> What you should do
Copy each of the rows below word for word, keeping every line.

> Dataset entries
------------------------------------------------------------

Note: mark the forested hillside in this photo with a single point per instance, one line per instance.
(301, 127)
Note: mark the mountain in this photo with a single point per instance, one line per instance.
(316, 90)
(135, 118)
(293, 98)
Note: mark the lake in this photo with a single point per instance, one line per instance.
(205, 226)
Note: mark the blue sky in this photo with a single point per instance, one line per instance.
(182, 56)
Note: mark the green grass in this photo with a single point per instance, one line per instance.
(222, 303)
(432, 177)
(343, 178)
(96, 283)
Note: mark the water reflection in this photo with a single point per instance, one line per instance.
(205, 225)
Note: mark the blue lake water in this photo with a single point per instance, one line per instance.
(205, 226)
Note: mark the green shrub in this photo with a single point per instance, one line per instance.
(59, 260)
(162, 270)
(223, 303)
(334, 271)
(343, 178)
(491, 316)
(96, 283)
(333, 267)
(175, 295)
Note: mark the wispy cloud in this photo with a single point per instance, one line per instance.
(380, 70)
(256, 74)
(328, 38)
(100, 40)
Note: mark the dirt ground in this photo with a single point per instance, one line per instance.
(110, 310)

------------------------------------------------------------

> Expected output
Note: mark the forested hillside in this photo with a single point per instance, one line per instance.
(301, 127)
Note: mark the mountain in this photo with a single point per instance, one line per instance.
(316, 90)
(135, 118)
(293, 98)
Note: mark the lake in this photo with a single point per instance, one line per instance.
(205, 226)
Note: mark the blue sky in this photo with a single point per instance, one line per instance.
(182, 56)
Note: mark the green grass in this photo with a single point per instance, one line per instance.
(222, 303)
(432, 177)
(343, 178)
(96, 283)
Note: mark the water reflection in this photo with a single point per instance, one line per instance.
(205, 225)
Note: mark the blue lake water in this photo with a single point per instance, one line per instance.
(205, 226)
Note: mark the green shrub in this photo with a single point per instance, one line per instance.
(59, 260)
(162, 270)
(223, 303)
(334, 271)
(343, 178)
(491, 316)
(96, 283)
(333, 267)
(175, 295)
Note: mark the wispy cloud in this photo with a single point per instance, one line per instance.
(380, 70)
(256, 74)
(328, 38)
(100, 40)
Note: mark the dirt ground in this photo with a single point per instance, one line per instance.
(110, 310)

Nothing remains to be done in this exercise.